Exercise requirements: Repeat the entries in full. Each line must match exactly.

Exercise input START

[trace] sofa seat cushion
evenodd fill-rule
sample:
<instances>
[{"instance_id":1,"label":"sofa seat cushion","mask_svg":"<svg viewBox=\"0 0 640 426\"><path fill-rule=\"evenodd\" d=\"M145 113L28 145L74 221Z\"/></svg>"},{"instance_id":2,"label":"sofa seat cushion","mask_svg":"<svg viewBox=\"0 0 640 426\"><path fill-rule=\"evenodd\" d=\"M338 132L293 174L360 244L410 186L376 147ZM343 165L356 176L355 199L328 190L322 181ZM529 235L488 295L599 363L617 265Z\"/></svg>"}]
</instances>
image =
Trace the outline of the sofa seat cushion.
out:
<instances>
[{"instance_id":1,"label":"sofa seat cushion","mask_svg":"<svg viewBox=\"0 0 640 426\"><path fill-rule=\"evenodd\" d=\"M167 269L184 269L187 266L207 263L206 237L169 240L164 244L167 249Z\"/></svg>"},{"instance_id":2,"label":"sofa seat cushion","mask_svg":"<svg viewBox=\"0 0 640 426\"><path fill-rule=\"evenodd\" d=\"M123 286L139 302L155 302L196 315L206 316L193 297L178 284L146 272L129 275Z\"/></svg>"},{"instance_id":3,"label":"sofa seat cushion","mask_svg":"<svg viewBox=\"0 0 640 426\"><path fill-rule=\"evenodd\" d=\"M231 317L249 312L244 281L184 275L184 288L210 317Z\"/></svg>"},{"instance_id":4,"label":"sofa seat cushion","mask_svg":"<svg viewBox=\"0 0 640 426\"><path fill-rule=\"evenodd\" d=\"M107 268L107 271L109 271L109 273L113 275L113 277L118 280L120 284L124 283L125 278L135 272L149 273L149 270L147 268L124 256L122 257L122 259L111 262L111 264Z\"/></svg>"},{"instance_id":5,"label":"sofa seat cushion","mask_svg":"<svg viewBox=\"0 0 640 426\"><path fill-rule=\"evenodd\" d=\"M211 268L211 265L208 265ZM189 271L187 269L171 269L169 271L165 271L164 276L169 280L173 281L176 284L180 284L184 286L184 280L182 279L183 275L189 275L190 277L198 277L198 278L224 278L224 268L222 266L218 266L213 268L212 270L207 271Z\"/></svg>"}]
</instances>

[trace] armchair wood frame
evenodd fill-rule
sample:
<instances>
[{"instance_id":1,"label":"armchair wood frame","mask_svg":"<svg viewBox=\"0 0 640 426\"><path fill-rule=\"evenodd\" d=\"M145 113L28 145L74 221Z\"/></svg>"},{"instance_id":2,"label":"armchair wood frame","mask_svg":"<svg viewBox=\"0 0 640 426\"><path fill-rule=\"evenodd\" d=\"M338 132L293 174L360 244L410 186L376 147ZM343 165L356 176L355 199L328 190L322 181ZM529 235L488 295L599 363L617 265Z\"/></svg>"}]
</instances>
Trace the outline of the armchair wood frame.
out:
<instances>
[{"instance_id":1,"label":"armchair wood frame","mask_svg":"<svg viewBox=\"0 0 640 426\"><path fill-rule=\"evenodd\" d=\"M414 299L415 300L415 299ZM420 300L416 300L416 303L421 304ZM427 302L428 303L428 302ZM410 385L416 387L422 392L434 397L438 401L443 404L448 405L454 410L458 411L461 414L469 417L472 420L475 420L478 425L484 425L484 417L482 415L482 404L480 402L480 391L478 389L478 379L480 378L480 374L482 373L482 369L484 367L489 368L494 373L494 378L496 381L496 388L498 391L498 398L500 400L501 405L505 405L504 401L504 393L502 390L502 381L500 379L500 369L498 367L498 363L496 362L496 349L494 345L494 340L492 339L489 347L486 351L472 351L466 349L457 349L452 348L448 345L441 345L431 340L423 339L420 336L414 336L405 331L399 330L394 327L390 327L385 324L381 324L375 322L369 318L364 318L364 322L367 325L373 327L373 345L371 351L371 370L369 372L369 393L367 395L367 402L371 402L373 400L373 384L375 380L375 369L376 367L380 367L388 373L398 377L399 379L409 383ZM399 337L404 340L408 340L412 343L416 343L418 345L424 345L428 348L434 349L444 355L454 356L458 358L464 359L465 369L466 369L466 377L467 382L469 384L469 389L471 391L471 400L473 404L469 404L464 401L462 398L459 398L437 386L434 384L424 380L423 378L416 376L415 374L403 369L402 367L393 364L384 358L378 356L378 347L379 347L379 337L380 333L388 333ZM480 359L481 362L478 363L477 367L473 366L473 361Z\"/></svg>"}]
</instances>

Exercise input END

Exercise response:
[trace] sofa seat cushion
evenodd fill-rule
sample:
<instances>
[{"instance_id":1,"label":"sofa seat cushion","mask_svg":"<svg viewBox=\"0 0 640 426\"><path fill-rule=\"evenodd\" d=\"M145 113L28 145L74 221Z\"/></svg>"},{"instance_id":2,"label":"sofa seat cushion","mask_svg":"<svg viewBox=\"0 0 640 426\"><path fill-rule=\"evenodd\" d=\"M338 132L293 174L360 244L410 186L376 147ZM343 165L356 176L355 199L328 190L322 181ZM529 235L488 295L599 363L617 265Z\"/></svg>"}]
</instances>
image =
Trace the outline of the sofa seat cushion.
out:
<instances>
[{"instance_id":1,"label":"sofa seat cushion","mask_svg":"<svg viewBox=\"0 0 640 426\"><path fill-rule=\"evenodd\" d=\"M167 269L184 269L187 266L207 263L206 237L169 240L164 244L167 249Z\"/></svg>"},{"instance_id":2,"label":"sofa seat cushion","mask_svg":"<svg viewBox=\"0 0 640 426\"><path fill-rule=\"evenodd\" d=\"M123 286L139 302L155 302L196 315L206 316L193 297L178 284L146 272L129 275Z\"/></svg>"},{"instance_id":3,"label":"sofa seat cushion","mask_svg":"<svg viewBox=\"0 0 640 426\"><path fill-rule=\"evenodd\" d=\"M231 317L249 312L244 281L184 275L184 288L210 317Z\"/></svg>"},{"instance_id":4,"label":"sofa seat cushion","mask_svg":"<svg viewBox=\"0 0 640 426\"><path fill-rule=\"evenodd\" d=\"M107 268L107 271L109 271L109 273L113 275L113 277L118 280L120 284L124 283L125 278L135 272L149 273L149 270L147 268L124 256L122 257L122 259L111 262L111 264Z\"/></svg>"},{"instance_id":5,"label":"sofa seat cushion","mask_svg":"<svg viewBox=\"0 0 640 426\"><path fill-rule=\"evenodd\" d=\"M211 268L211 265L208 265ZM189 271L187 269L171 269L169 271L165 271L164 276L169 280L173 281L176 284L180 284L184 286L184 280L182 279L183 275L189 275L190 277L198 277L198 278L224 278L224 268L222 266L218 266L213 268L212 270L207 271Z\"/></svg>"}]
</instances>

[trace] armchair wood frame
evenodd fill-rule
sample:
<instances>
[{"instance_id":1,"label":"armchair wood frame","mask_svg":"<svg viewBox=\"0 0 640 426\"><path fill-rule=\"evenodd\" d=\"M145 113L28 145L74 221Z\"/></svg>"},{"instance_id":2,"label":"armchair wood frame","mask_svg":"<svg viewBox=\"0 0 640 426\"><path fill-rule=\"evenodd\" d=\"M338 132L293 174L360 244L410 186L376 147ZM343 165L356 176L355 199L328 190L322 181ZM529 235L488 295L599 363L617 265Z\"/></svg>"}]
</instances>
Trace the outline of the armchair wood frame.
out:
<instances>
[{"instance_id":1,"label":"armchair wood frame","mask_svg":"<svg viewBox=\"0 0 640 426\"><path fill-rule=\"evenodd\" d=\"M414 299L415 300L415 299ZM420 300L416 300L416 303L421 304ZM427 302L428 303L428 302ZM410 385L416 387L422 392L434 397L438 401L443 404L448 405L454 410L458 411L461 414L469 417L472 420L475 420L478 425L484 425L484 417L482 415L482 404L480 402L480 391L478 389L478 379L480 378L480 374L482 373L482 369L484 367L489 368L494 373L494 378L496 381L496 388L498 391L498 398L500 400L501 405L505 405L504 401L504 393L502 390L502 381L500 379L500 369L498 367L498 363L496 362L496 349L494 345L494 340L492 339L489 347L486 351L472 351L466 349L457 349L452 348L448 345L441 345L431 340L423 339L420 336L414 336L405 331L399 330L394 327L390 327L385 324L381 324L375 322L369 318L364 318L364 322L367 325L373 327L373 345L371 351L371 370L369 372L369 393L367 395L367 402L371 402L373 400L373 384L375 380L375 369L376 367L380 367L388 373L398 377L399 379L409 383ZM399 337L404 340L408 340L412 343L416 343L418 345L424 345L428 348L434 349L444 355L454 356L458 358L464 359L465 369L466 369L466 377L467 382L469 384L469 389L471 391L471 400L473 404L469 404L464 401L462 398L459 398L437 386L434 384L424 380L423 378L416 376L415 374L403 369L402 367L393 364L384 358L378 356L378 347L379 347L379 337L380 333L388 333ZM480 359L481 362L478 363L477 367L473 366L473 361Z\"/></svg>"}]
</instances>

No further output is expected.